[[ Data provided open ]]
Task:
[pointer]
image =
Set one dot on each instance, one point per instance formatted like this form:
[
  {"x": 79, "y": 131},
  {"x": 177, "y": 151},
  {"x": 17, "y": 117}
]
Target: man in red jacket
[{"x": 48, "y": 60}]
[[ Data provided closed ]]
• _What you should do_:
All of the data must be written out again, exactly as it stands.

• _Result of the exercise_:
Task:
[pointer]
image =
Set one dot on each instance, one point per instance formatted like this form:
[
  {"x": 79, "y": 131},
  {"x": 177, "y": 151},
  {"x": 17, "y": 117}
]
Target: man in red jacket
[{"x": 48, "y": 60}]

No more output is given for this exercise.